* WHAT NEEDS TO BE DONE *
Skip the pictures and extract all of the lines exactly as written.

— Start ROWS —

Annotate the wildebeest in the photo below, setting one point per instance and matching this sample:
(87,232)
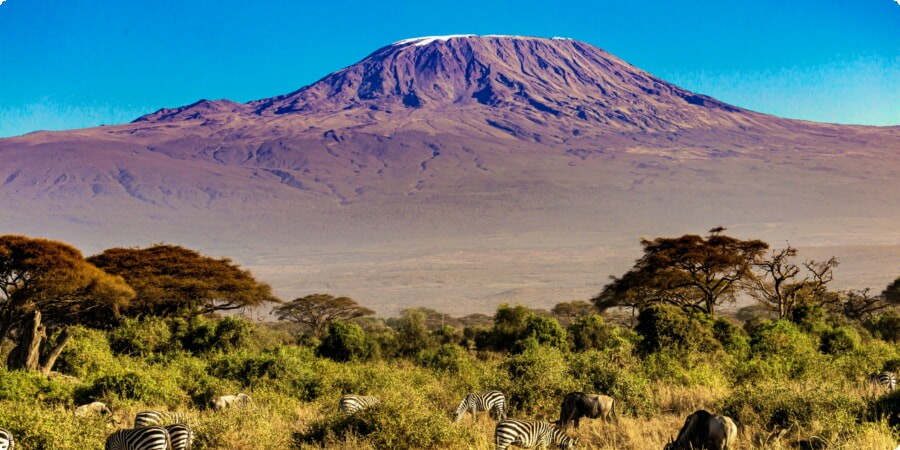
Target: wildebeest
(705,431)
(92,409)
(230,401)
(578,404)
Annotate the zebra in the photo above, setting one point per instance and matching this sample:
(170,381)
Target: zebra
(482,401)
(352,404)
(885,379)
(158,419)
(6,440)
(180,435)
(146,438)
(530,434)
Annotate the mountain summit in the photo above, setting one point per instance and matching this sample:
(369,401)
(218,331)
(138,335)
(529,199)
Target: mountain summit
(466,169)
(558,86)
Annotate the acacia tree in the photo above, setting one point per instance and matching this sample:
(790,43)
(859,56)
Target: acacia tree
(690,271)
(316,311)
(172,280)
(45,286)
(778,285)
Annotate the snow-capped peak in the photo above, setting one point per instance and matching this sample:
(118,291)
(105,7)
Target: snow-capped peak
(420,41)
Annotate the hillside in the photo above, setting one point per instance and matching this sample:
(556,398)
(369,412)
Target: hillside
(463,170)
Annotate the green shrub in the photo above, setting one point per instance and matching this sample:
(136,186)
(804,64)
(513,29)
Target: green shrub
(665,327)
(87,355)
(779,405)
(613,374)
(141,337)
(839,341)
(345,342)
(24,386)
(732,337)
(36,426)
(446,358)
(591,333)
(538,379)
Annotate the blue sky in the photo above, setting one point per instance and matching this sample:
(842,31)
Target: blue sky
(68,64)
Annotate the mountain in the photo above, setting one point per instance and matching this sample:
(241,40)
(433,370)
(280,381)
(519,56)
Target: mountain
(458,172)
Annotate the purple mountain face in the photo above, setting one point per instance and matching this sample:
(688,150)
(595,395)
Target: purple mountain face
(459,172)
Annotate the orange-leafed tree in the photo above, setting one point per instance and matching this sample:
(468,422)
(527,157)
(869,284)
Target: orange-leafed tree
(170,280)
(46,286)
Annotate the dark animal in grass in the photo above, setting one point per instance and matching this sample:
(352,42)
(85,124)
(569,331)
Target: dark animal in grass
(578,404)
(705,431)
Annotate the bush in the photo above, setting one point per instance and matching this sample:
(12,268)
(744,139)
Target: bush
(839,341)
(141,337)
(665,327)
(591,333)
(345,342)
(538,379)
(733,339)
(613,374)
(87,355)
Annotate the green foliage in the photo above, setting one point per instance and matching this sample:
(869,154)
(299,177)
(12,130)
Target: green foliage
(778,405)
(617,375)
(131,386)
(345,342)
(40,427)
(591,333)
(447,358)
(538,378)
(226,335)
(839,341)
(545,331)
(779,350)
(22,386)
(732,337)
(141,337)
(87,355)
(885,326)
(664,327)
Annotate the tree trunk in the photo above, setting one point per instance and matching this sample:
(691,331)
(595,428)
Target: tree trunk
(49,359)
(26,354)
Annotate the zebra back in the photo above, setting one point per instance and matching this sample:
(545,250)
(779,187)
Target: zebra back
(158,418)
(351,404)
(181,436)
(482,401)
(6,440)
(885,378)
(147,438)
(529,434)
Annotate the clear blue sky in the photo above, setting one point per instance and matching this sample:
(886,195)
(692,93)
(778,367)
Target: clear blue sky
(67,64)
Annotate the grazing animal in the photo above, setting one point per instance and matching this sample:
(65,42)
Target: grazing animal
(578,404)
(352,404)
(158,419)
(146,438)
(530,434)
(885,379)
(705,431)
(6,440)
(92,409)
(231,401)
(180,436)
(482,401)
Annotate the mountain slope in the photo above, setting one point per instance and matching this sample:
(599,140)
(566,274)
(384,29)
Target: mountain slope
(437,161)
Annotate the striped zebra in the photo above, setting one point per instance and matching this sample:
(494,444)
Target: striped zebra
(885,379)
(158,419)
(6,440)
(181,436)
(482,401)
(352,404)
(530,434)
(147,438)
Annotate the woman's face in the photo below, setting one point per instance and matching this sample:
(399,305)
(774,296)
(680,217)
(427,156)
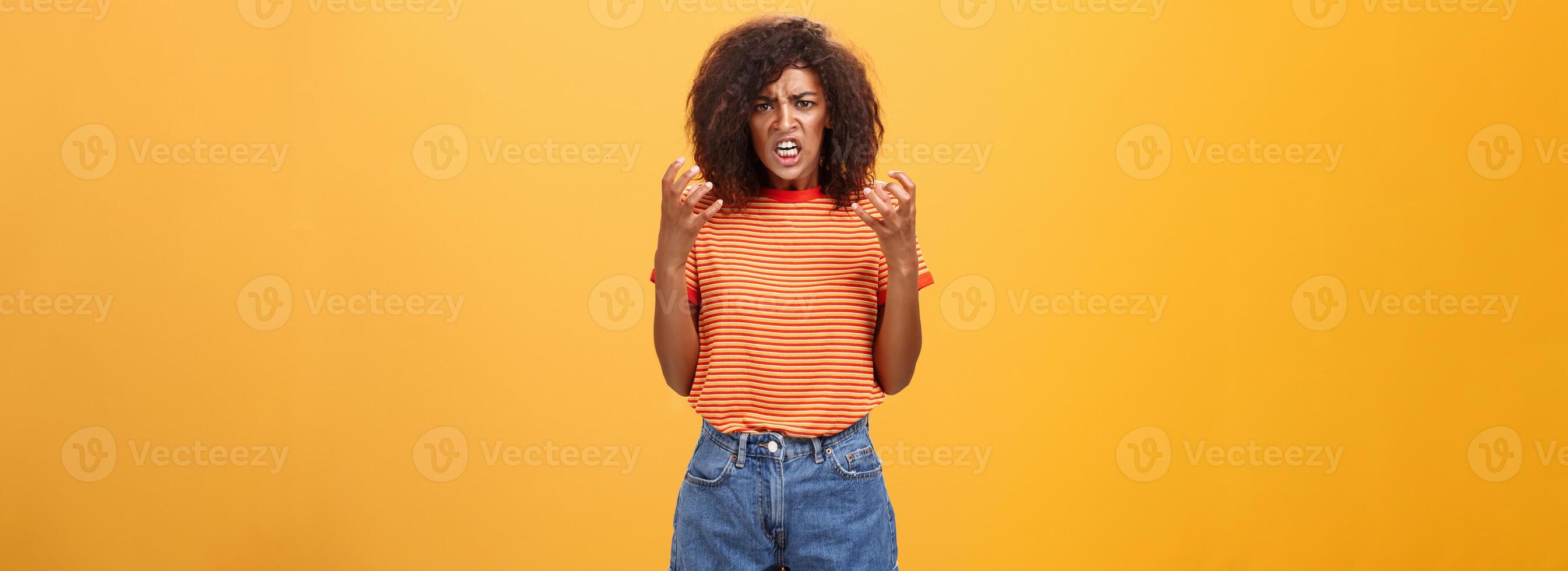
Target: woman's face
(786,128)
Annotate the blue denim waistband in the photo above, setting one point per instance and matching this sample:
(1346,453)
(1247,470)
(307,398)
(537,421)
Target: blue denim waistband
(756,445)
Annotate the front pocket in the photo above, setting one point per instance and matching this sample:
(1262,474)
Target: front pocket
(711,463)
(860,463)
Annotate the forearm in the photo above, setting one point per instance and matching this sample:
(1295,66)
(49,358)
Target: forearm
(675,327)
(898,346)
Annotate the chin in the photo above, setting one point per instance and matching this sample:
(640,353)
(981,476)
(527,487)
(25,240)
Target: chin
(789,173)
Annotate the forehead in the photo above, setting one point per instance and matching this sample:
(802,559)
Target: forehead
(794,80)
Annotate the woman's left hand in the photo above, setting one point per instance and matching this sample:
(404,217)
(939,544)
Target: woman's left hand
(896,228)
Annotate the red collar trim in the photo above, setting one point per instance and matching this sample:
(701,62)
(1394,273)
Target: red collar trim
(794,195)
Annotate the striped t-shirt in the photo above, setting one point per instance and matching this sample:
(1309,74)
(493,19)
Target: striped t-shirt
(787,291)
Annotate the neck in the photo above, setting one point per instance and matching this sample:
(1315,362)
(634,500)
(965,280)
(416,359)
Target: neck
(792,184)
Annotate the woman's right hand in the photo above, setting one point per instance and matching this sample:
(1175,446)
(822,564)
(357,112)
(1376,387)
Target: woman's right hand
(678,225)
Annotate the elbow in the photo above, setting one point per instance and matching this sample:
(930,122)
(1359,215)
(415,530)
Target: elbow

— End ROWS —

* REPLY *
Annotate the wildebeest in the photo below, setting one point per instance and matching this sample:
(87,232)
Target: wildebeest
(705,431)
(92,409)
(230,401)
(578,404)
Annotate the zebra in the photo above, setting one point per instance and matching this sample:
(170,381)
Target: zebra
(482,401)
(352,404)
(885,379)
(158,419)
(6,440)
(180,435)
(146,438)
(530,434)
Annotate the mountain summit in the photo above, setting one point per instance and matching this sample:
(369,401)
(218,331)
(138,335)
(529,199)
Target: mountain summit
(466,169)
(558,86)
Annotate the acacia tree in the photo above, setting one point per instance and matching this sample:
(790,43)
(859,56)
Target: acacia tree
(690,271)
(316,311)
(172,280)
(45,286)
(778,285)
Annotate the snow-capped peak in the photo above, setting one point per instance and matching this sample:
(118,291)
(105,7)
Target: snow-capped peak
(420,41)
Annotate the hillside in the photo above, setting one point per instance and matching this sample:
(556,398)
(369,412)
Target: hillside
(463,170)
Annotate the green shrub in the photo above, setting one point per instance and matching this sample:
(136,186)
(804,64)
(513,29)
Target: green shrub
(665,327)
(87,355)
(779,405)
(613,374)
(141,337)
(839,341)
(345,342)
(24,386)
(732,337)
(36,426)
(446,358)
(591,333)
(538,379)
Annotate the blue sky in the photo above, setting one point per instance and matching this sample:
(842,31)
Target: blue sky
(68,64)
Annotate the mountain in the photo above, setting one point per instance and matching this sample:
(241,40)
(433,370)
(280,381)
(519,56)
Target: mountain
(458,172)
Annotate the purple mountain face in the photo above, setting one point per instance and matching this sample:
(688,150)
(595,395)
Target: purple mountain face
(459,172)
Annotate the orange-leafed tree in the photo above, setting one point per instance and matching this sample:
(468,422)
(527,157)
(869,284)
Target: orange-leafed tree
(170,280)
(46,286)
Annotate the dark animal in grass in the photo above, setting one point per instance and matching this sample:
(352,42)
(85,124)
(569,331)
Target: dark animal in grass
(578,404)
(705,431)
Annotate the bush in the photo above, setting one point per instance and matching this sample:
(12,268)
(744,139)
Target: bush
(839,341)
(141,337)
(665,327)
(591,333)
(345,342)
(538,379)
(733,339)
(613,374)
(87,355)
Annotate the green foliage in the photo above, setting one point per instance and matching this sample:
(869,154)
(299,177)
(12,130)
Target: green foliage
(778,405)
(617,375)
(131,386)
(345,342)
(40,427)
(591,333)
(447,358)
(538,378)
(226,335)
(839,341)
(545,331)
(779,350)
(22,386)
(732,337)
(141,337)
(87,355)
(885,326)
(664,327)
Annotate the tree trunk in the photo above, setting one point per instance and matching this sample:
(691,331)
(595,428)
Target: tree trunk
(49,359)
(26,354)
Annotate the zebra back in the photo above, setting one point per instance and matching this sample:
(545,250)
(779,187)
Target: zebra back
(158,418)
(351,404)
(181,436)
(482,401)
(6,440)
(885,378)
(147,438)
(529,434)
Annotate the clear blue sky in the photo above, setting one point per instance and matching this sample:
(886,195)
(692,93)
(778,367)
Target: clear blue sky
(67,64)
Annotate the grazing animal in the photo above, setting one point per instance and matching this sample:
(65,42)
Target: grazing animal
(578,404)
(352,404)
(158,419)
(146,438)
(530,434)
(885,379)
(705,431)
(6,440)
(92,409)
(231,401)
(180,436)
(482,401)
Annotate the mountain slope in the photo above, setting one point per instance and matching this sample:
(599,140)
(566,274)
(384,29)
Target: mountain slope
(437,161)
Annotate the striped zebra in the photo above, setting one point per instance and matching this sample:
(494,444)
Target: striped zebra
(885,379)
(158,419)
(6,440)
(181,436)
(482,401)
(352,404)
(530,434)
(147,438)
Annotate the woman's face in the photo below, setting one point per instance and matching this sample:
(399,305)
(774,296)
(680,217)
(427,156)
Target: woman's face
(786,128)
Annotate the blue denim waistband in the photo above, setting one point per instance and matching this sample:
(1346,453)
(1247,470)
(307,398)
(537,421)
Target: blue denim waistband
(756,445)
Annotate the front pocket in the photo above, setting one point per instance and matching this sample:
(1262,474)
Target: front pocket
(711,463)
(860,463)
Annotate the forearm in the photo above, setting one point per instance and matching this sample:
(1295,66)
(49,358)
Target: forearm
(675,327)
(898,346)
Annotate the chin in the photo above, setting one point per instance and matching this sample:
(640,353)
(981,476)
(527,487)
(25,240)
Target: chin
(789,173)
Annotate the forehead in the photo above, setting one point per instance and matching this sample:
(802,559)
Target: forehead
(794,80)
Annotate the woman's left hand in the photo above, setting one point per instance and matching this sample:
(404,217)
(939,544)
Target: woman's left hand
(896,228)
Annotate the red collar trim in the photo above, setting one point per instance and matching this sample:
(701,62)
(1394,273)
Target: red collar trim
(794,195)
Annotate the striped t-shirt in the photo above, setting one point per instance and matching this sample:
(1309,74)
(493,19)
Target: striped t-shirt
(787,291)
Annotate the neck in the photo above, setting one point per instance and matching this sample:
(1315,362)
(634,500)
(965,280)
(416,359)
Target: neck
(792,184)
Annotate the woman's right hand in the photo above, setting one point per instance and matching this sample:
(1175,446)
(822,564)
(357,112)
(1376,387)
Target: woman's right hand
(678,225)
Annotate the elbow in the photo above, setting one point per instance and matching this sample:
(930,122)
(1359,215)
(415,530)
Target: elbow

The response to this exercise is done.